====== Record list ======

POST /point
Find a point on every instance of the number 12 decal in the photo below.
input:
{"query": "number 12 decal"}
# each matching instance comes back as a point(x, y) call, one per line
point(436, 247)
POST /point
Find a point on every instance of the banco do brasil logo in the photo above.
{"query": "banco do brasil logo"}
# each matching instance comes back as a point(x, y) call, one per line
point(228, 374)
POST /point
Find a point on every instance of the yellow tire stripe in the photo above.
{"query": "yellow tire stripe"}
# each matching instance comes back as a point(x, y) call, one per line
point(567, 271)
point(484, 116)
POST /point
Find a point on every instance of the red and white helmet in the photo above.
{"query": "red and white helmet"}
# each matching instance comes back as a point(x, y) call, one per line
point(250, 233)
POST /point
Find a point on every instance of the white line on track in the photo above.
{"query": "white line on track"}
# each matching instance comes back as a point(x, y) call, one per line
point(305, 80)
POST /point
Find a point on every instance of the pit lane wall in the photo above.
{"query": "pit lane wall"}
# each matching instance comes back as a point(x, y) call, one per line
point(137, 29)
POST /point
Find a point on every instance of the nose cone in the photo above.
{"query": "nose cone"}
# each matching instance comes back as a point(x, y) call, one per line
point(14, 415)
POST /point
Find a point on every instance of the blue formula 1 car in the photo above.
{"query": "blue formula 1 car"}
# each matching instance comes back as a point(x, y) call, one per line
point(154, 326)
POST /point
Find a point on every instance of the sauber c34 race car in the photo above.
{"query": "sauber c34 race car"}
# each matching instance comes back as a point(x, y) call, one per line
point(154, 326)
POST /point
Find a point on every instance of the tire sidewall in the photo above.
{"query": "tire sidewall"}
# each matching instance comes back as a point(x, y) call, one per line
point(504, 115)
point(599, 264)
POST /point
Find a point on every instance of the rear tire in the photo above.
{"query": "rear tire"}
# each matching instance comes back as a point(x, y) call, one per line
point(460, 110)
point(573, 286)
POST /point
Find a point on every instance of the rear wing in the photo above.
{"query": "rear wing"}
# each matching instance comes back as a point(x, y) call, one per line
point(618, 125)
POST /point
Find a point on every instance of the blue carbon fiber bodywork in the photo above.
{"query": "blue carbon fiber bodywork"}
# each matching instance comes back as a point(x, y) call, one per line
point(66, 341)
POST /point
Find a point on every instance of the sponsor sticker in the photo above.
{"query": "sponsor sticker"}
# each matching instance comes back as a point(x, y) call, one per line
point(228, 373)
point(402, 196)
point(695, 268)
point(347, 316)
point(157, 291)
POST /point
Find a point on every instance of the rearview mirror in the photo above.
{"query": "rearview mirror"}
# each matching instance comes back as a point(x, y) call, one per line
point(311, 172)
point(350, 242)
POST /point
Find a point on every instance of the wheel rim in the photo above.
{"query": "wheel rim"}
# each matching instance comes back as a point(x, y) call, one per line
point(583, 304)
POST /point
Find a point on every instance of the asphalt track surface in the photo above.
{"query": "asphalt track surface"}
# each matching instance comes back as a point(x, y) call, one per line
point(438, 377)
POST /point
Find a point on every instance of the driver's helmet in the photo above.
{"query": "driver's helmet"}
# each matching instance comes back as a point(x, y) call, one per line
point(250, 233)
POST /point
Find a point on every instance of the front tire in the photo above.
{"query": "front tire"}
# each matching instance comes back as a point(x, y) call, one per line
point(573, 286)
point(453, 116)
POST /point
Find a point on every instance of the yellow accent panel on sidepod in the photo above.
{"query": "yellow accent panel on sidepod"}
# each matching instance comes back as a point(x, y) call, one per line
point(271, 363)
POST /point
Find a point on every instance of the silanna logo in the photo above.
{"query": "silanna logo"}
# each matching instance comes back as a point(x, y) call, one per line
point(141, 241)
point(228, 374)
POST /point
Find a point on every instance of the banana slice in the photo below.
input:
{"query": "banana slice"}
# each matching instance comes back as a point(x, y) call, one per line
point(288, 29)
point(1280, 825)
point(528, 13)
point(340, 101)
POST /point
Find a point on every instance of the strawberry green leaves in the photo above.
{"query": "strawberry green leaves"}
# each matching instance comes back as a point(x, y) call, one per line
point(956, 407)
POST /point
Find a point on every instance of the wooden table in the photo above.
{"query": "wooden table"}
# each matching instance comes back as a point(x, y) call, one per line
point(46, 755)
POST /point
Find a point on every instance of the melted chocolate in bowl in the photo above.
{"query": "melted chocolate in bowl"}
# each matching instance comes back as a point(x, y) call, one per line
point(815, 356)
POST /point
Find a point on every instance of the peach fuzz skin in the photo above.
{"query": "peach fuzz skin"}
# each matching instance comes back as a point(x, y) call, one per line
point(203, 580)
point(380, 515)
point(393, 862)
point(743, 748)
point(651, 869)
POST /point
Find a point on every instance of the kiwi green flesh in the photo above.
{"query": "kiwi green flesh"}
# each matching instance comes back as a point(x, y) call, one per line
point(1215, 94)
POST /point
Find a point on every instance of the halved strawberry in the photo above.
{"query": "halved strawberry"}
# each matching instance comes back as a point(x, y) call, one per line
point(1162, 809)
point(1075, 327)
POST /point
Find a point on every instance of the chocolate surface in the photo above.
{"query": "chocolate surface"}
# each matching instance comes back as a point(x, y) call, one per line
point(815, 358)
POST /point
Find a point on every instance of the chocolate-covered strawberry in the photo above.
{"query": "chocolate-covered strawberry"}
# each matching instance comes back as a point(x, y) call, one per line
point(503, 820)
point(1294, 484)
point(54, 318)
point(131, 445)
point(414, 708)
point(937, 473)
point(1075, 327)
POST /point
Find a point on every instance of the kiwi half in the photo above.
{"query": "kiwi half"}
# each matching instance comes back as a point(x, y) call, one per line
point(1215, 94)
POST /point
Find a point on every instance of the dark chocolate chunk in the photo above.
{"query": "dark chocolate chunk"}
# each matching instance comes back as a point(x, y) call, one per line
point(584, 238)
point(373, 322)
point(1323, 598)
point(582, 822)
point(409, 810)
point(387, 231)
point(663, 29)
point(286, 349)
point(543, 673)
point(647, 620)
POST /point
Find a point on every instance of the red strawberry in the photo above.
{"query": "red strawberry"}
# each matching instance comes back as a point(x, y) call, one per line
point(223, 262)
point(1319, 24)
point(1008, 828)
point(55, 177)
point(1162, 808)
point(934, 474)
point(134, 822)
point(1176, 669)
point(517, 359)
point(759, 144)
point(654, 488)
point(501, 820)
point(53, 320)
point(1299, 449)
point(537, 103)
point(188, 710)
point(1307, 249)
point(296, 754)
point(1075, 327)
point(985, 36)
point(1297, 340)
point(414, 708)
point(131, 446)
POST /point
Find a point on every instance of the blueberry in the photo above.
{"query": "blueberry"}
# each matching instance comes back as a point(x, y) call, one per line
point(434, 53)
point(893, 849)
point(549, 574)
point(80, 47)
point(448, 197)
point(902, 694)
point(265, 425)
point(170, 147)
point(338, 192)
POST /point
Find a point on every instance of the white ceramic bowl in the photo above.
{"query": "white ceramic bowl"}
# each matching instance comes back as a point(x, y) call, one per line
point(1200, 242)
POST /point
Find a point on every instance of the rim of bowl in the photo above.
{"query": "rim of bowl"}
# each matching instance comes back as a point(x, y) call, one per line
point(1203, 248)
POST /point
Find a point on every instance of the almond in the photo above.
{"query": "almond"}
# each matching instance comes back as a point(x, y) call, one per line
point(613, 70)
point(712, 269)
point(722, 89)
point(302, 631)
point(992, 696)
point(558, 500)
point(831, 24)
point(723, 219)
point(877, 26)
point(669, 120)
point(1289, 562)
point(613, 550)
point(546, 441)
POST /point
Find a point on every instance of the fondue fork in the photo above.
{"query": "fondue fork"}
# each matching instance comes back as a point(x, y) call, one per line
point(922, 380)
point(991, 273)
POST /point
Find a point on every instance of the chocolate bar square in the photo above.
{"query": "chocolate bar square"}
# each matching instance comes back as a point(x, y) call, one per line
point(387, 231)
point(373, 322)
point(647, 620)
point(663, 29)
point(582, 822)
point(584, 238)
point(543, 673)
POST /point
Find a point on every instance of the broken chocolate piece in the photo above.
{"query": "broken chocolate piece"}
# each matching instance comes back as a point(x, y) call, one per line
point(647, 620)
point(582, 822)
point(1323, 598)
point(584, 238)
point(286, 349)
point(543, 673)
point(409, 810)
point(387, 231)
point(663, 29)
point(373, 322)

======

§ **Work to complete**: Output the rows from the start through the line containing "point(436, 247)", inclusive, as a two-column CSV with the columns input and output. Give one line per row, put its text and its answer each in a single quoted field, and replace line breaks with spaces.

§ **Solution to the exercise**:
input,output
"POST /point Find a point on every instance of the number 12 decal in the photo below. input: {""query"": ""number 12 decal""} # each matching instance comes back as a point(x, y) call, one per line","point(436, 247)"